Tether, the company behind the world's largest stablecoin by market capitalization, led a $1.4 billion Series C investment in NEURA Robotics, the Metzingen-based manufacturer of humanoid and collaborative robots. Nvidia and Amazon joined as co-investors, marking a rare alignment between cryptocurrency infrastructure, semiconductor design, and e-commerce logistics in a single robotics deal. The funding represents one of the ten largest venture rounds ever closed by a robotics company, trailing only firms like Figure AI and Boston Dynamics in total capital raised through private markets. NEURA's founder and CEO, David Reger, confirmed the round in a statement but declined to disclose the company's post-money valuation, though multiple sources with knowledge of the term sheet indicated the figure exceeds $5 billion. The capital infusion arrives as NEURA accelerates production of its MAiRA collaborative robot and its 4NE-1 humanoid platform, both of which the company has positioned as modular, AI-native systems designed for industrial and service applications.

— Material shown —
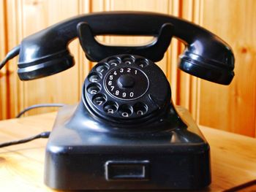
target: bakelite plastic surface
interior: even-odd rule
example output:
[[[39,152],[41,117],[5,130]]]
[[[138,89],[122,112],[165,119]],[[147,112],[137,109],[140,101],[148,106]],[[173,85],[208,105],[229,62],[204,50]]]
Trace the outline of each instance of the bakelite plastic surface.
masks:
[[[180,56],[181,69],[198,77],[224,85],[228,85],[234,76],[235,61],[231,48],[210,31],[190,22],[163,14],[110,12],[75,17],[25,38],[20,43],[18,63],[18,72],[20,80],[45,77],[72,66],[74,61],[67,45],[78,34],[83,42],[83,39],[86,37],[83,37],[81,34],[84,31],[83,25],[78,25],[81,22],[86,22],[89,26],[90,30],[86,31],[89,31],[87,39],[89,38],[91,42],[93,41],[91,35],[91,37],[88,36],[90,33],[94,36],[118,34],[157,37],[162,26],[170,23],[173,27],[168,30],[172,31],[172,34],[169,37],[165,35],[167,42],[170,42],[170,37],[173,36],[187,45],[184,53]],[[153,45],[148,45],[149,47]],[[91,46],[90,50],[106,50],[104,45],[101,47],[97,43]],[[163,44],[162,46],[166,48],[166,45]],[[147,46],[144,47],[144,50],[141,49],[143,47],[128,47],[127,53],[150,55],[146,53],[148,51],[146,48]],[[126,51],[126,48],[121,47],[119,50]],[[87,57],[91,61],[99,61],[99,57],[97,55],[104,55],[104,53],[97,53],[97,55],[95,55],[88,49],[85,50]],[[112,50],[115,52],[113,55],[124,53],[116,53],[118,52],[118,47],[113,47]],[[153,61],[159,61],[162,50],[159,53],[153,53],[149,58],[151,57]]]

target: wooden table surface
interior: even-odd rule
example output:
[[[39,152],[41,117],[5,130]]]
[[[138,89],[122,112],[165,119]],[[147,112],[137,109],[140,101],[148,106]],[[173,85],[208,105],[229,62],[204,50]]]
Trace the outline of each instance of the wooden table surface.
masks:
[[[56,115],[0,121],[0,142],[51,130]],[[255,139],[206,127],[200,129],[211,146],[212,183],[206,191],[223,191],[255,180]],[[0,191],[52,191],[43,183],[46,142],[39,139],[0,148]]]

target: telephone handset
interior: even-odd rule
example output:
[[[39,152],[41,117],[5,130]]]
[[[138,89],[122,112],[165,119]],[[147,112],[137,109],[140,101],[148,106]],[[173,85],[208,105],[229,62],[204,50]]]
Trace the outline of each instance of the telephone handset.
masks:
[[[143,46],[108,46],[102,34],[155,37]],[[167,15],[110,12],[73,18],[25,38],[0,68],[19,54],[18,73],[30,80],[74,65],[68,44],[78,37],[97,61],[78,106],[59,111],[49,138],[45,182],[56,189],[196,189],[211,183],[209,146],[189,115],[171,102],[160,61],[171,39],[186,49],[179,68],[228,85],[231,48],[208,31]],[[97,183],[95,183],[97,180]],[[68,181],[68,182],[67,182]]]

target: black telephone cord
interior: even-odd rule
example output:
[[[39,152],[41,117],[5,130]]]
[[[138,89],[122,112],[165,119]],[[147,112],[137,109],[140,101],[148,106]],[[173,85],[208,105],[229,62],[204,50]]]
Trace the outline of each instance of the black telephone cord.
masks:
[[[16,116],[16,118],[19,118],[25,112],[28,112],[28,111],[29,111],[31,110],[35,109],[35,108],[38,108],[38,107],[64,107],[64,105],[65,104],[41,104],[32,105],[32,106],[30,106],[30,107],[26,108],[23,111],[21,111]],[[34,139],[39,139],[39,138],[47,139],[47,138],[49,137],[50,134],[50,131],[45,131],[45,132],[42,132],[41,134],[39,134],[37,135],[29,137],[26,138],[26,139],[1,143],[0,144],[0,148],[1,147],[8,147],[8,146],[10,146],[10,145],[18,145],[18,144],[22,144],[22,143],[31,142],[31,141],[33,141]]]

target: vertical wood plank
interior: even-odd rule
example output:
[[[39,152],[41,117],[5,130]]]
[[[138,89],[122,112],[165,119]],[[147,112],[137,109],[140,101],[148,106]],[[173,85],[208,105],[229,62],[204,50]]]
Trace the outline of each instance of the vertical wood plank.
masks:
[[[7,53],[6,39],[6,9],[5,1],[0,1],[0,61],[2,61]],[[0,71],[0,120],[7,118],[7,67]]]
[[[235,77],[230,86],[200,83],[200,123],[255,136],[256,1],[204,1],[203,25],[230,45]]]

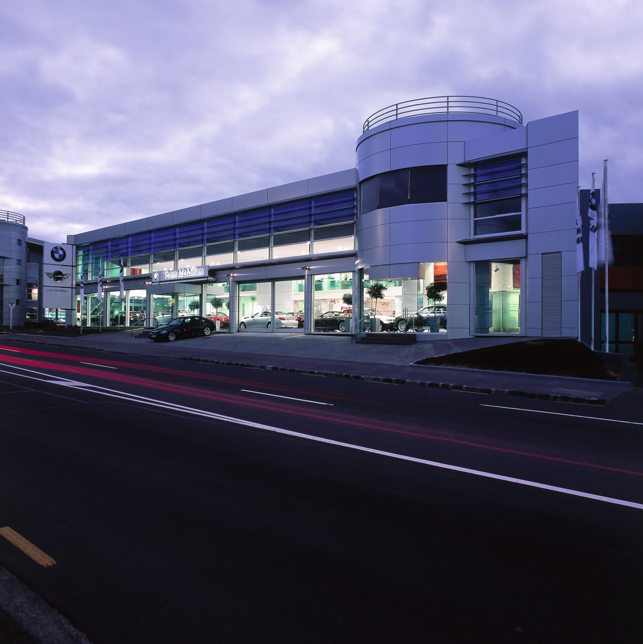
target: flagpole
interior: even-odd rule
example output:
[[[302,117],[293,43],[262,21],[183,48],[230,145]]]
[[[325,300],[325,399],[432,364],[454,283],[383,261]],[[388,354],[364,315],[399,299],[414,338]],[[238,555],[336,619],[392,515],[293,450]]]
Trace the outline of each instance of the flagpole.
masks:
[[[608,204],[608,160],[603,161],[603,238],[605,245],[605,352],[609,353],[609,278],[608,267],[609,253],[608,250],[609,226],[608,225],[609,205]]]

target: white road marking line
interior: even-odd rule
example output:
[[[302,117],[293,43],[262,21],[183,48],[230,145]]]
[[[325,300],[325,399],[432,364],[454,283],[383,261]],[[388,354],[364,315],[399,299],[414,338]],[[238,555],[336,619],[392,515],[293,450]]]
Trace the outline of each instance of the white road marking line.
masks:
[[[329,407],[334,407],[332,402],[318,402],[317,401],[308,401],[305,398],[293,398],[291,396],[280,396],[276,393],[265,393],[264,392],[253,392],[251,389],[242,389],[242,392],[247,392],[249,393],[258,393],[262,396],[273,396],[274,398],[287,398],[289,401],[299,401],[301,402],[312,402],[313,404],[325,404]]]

— Work request 1 —
In the NEURA Robotics funding article, who is the company's founder and CEO?
— Work request 2 —
List every company that the NEURA Robotics funding article names as an investor in the Series C round.
— Work request 3 —
Go on with the NEURA Robotics funding article from where it stops.

— Final answer 1 —
David Reger

— Final answer 2 —
Tether, Nvidia, Amazon

— Final answer 3 —
Tether's involvement extends beyond passive capital. The company will work with NEURA to embed cryptocurrency payment rails directly into the robots' operating systems, enabling what Reger described as "machine-to-machine transactions" that bypass traditional banking infrastructure. The integration would allow NEURA robots deployed in warehouses, retail environments, or manufacturing floors to autonomously pay for services, purchase consumables, or compensate other machines for cooperative tasks using Tether's USDT stablecoin. While machine-to-machine payments have been demonstrated in controlled research settings, NEURA's plan represents the first large-scale commercial deployment of cryptocurrency micropayments in physical robotics hardware. Tether's strategic investment arm, Tether Evo, will also collaborate with NEURA on edge AI development, focusing on inference workloads that run locally on the robot rather than relying on cloud connectivity. This aligns with Tether's broader push into AI infrastructure, including its recent investments in Northern Data Group and its development of distributed compute networks.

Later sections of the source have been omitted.